→ THE EXERCISE: Every line from the one with "Point to the green leaves" to the end of the data needs to be copied exactly, and no line before it.

----------

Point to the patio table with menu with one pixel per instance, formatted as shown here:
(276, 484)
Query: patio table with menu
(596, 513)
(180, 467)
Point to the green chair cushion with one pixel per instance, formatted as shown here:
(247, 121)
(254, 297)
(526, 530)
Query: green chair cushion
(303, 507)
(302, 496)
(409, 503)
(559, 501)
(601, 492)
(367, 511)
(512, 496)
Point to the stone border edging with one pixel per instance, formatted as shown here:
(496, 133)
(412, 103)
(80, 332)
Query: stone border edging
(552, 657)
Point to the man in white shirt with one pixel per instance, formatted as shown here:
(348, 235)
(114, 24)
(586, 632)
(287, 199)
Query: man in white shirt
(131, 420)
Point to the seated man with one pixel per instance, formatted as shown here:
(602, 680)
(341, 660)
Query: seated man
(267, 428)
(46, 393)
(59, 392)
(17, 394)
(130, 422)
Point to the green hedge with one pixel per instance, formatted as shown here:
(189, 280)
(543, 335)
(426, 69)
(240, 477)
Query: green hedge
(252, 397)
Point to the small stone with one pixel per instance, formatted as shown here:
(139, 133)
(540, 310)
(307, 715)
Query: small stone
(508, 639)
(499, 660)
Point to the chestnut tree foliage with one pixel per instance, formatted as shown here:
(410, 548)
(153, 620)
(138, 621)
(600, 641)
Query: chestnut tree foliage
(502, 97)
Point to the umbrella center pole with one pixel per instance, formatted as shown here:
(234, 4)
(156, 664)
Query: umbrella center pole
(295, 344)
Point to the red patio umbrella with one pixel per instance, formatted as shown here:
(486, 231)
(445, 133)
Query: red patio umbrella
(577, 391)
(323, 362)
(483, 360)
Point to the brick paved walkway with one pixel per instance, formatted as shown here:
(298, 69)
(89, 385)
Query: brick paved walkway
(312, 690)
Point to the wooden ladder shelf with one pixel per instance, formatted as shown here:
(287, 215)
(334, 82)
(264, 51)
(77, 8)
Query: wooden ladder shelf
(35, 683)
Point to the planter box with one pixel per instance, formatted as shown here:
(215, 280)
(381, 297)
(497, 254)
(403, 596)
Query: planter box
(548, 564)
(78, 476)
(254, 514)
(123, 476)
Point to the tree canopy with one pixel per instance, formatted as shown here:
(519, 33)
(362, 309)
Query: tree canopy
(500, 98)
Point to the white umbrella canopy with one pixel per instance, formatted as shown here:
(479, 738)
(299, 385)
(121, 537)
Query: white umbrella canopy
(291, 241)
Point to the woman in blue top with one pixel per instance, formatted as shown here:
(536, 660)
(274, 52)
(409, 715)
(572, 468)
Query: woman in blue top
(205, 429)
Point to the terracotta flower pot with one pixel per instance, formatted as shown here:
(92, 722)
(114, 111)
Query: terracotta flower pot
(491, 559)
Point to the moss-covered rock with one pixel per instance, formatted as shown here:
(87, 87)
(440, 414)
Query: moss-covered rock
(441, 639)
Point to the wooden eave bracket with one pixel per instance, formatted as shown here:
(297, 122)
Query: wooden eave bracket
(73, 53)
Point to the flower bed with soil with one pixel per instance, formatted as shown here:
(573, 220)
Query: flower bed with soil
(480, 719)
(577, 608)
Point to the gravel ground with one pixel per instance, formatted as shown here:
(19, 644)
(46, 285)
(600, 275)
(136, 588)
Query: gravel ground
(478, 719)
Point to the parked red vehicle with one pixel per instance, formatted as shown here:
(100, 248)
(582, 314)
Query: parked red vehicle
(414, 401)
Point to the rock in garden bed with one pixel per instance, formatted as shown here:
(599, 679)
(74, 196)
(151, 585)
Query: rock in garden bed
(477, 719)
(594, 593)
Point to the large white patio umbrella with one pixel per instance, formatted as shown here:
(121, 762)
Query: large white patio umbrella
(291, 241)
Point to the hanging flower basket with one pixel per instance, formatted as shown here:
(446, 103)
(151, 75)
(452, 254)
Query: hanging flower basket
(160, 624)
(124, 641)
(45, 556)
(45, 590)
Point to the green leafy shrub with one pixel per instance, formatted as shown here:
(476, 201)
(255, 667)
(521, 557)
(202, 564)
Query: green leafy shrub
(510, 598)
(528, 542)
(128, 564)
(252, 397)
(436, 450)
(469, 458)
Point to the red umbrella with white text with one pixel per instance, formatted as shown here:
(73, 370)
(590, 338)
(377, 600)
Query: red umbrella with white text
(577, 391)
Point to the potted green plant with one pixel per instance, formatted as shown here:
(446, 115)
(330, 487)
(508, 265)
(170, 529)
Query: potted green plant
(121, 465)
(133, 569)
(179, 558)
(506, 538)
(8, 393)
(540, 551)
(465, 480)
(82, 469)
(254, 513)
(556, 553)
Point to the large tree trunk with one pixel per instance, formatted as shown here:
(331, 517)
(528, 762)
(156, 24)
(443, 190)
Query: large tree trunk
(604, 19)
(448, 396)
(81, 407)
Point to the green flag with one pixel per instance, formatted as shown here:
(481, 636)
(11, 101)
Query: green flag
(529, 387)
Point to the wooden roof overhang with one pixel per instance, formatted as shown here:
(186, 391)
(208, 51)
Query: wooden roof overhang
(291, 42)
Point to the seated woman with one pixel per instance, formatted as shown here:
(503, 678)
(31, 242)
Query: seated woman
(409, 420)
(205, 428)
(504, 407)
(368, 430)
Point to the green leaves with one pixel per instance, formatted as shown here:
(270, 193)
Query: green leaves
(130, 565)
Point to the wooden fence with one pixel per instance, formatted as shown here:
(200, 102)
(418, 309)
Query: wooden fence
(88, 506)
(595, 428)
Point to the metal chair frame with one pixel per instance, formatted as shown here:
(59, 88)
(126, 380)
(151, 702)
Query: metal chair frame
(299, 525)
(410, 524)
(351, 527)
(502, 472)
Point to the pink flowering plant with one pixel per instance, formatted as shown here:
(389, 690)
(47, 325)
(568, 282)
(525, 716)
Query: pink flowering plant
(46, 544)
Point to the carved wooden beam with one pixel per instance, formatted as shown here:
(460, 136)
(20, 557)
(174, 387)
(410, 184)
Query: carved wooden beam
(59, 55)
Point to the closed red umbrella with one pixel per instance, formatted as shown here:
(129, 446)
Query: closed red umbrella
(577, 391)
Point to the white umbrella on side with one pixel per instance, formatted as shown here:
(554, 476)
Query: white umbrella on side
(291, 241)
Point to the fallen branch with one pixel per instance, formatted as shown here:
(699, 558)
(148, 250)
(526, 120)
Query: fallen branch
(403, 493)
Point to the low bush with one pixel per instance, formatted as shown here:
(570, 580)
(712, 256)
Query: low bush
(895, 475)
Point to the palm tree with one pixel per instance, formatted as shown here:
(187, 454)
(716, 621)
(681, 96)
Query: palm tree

----------

→ EXERCISE RESULT:
Point to the green leaves with one pixel per instance, formatted as shown here:
(270, 193)
Query: green leaves
(130, 565)
Point to the wooden fence with one pixel per instance, formatted as shown here:
(200, 102)
(418, 309)
Query: wooden fence
(88, 506)
(595, 428)
Point to the metal chair frame with one pixel per instance, formatted as shown here:
(59, 88)
(126, 380)
(151, 702)
Query: metal chair frame
(299, 525)
(410, 524)
(351, 527)
(502, 472)
Point to the pink flowering plant with one pixel per instance, formatted as shown here:
(389, 690)
(47, 325)
(568, 282)
(525, 716)
Query: pink flowering plant
(46, 544)
Point to the carved wooden beam with one pixel per instance, formatted as shown here:
(460, 136)
(20, 557)
(174, 387)
(410, 184)
Query: carved wooden beam
(59, 55)
Point to the closed red umbrella with one pixel per instance, formatted as shown here:
(129, 446)
Query: closed red umbrella
(577, 391)
Point to the white umbrella on side with one pixel per instance, formatted as shown here:
(554, 476)
Query: white umbrella on side
(291, 241)
Point to the fallen branch with one pixel per instance, formatted as shown here:
(699, 558)
(148, 250)
(526, 120)
Query: fallen branch
(403, 493)
Point to the low bush with one pixel per instance, formatted as shown here:
(570, 580)
(712, 256)
Query: low bush
(895, 475)
Point to the palm tree with one pixel per instance, formatted as shown here:
(187, 454)
(716, 621)
(681, 96)
Query: palm tree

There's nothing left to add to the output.